Was ist die Strategie dahinter?
„Früher gingen Menschen dahin, wo die Technologie war. Heute ist es umgekehrt“, erklärt Karol Severin gegenüber WIRED. Er ist Mobile Content Analyst bei der Beratungsfirma MIDiA Research.

Facebook, ist er sicher, habe früh erkannt, dass sein soziales Netzwerk irgendwann ausgesorgt haben wird. Deshalb habe das Unternehmen „in einem hochintelligenten Schachzug“ Messenger und Netzwerk voneinander getrennt und 2014 WhatsApp gekauft – die Manager des Konzerns erkannten, wo die Entwicklung hingeht und setzten ihr Geld auf den neuen, wachsenden Markt.

Mittlerweile haben 2,5 Milliarde Menschen mindestens eine Messaging-App installiert. Unternehmen wie Facebook wollen die Dienste deswegen zu einem eigenen Ökosystem weiterentwickeln. Die ersten Versuche dazu gab es schon auf der F8 Conference im vergangenen Jahr, als erste Apps nur für den Messenger vorgestellt wurden. Und für dieses Ökosystem entwickelt Facebook jetzt weiter, so dass User gar nicht mehr woanders hin müssen.

·····

AUFGABE 1 - Wiederholen Sie aus dem Auszug über Facebooks Messenger-Strategie wortgetreu alles von „Was ist die“ bis hinunter zu „Beratungsfirma MIDiA Research.“.
AUFGABE 2 - Greifen Sie den Auszug über Facebooks Messenger-Strategie nach seinem letzten Satz auf und schreiben Sie ihn fort.
Die anschließenden Daten stehen für sich und gehören nicht zum Auszug über Facebooks Messenger-Strategie.

·····

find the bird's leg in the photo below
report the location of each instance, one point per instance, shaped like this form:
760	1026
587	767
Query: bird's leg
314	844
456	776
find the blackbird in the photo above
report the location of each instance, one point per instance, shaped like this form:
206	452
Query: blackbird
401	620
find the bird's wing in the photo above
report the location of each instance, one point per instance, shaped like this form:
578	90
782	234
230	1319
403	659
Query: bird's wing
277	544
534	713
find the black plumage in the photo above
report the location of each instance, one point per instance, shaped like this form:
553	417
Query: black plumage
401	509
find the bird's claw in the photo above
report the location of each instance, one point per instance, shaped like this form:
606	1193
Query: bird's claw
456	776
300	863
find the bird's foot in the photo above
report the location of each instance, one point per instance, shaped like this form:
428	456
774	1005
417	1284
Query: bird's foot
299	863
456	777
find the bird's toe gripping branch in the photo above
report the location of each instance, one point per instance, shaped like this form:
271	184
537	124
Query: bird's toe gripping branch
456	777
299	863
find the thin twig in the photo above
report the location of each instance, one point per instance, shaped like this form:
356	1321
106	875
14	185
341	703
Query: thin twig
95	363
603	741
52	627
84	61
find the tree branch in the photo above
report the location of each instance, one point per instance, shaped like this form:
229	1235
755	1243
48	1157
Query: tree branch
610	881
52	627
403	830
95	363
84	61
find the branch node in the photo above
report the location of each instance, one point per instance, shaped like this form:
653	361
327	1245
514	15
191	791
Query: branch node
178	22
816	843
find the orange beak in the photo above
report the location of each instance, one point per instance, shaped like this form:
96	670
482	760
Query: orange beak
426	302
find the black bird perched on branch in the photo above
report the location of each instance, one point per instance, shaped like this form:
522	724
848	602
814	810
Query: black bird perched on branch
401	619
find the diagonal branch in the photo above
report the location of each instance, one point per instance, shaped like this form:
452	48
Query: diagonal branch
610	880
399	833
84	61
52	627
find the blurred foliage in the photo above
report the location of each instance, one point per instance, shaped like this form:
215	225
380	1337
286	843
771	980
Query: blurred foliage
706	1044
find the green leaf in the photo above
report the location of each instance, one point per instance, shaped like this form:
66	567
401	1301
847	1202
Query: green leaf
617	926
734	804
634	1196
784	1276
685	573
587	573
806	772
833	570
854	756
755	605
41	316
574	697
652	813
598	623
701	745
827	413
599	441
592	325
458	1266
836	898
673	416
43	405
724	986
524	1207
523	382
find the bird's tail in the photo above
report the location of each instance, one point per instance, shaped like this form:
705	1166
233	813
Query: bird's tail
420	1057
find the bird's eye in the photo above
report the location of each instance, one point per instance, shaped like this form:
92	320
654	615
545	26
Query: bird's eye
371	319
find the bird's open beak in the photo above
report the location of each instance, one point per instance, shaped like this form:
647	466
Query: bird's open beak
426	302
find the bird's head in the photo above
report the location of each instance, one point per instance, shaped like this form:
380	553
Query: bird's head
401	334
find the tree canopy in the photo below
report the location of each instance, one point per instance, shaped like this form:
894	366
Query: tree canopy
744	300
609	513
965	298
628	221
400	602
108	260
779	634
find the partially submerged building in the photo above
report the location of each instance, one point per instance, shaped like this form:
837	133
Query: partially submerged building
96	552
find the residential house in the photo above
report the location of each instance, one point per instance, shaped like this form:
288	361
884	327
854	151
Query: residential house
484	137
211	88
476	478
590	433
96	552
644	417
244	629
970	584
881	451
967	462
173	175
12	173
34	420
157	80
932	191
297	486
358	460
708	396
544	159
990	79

·····

ANTWORT 1 -
Was ist die Strategie dahinter?
„Früher gingen Menschen dahin, wo die Technologie war. Heute ist es umgekehrt“, erklärt Karol Severin gegenüber WIRED. Er ist Mobile Content Analyst bei der Beratungsfirma MIDiA Research.

ANTWORT 2 -
„Die Bots im Messenger stören den klassischen App-Markt“, sagt Severin. Bisher waren Apps separate Einheiten, „fragmentierte Gebiete für Konsumenten“. Marken und Unternehmen haben aber ein Interesse daran, Kunden möglichst zentral an einem Ort zu wissen, um sie optimal einschätzen zu können (Stichwort Targeting). Deswegen der Hype: Die großen Unternehmen, allen voran Facebook, wollen unsere Messenger-Fixiertheit ausnutzen und bedienen User deshalb vor Ort. Die neuen Chatbots, sie werten die Messenger ungemein auf.

Aber das ist nur ein Aspekt. Facebook stößt mit seinem Ökosystem auch zum ersten Mal in einen Markt vor, den bislang Apple mit dem AppStore und Google mit dem Play Store beherrschen. „Wenn wir im Messenger Bots und Apps herunterladen, mischt Zuckerberg zum ersten Mal in der Distributions-Ökonomie mit“, erklärt Severin mit Blick auf den Facebook-Gründer. „Das Unternehmen erschafft sozusagen seinen eigenen App-Store 2.0“ — wird also selbst zum Anbieter.

Wie geht es weiter?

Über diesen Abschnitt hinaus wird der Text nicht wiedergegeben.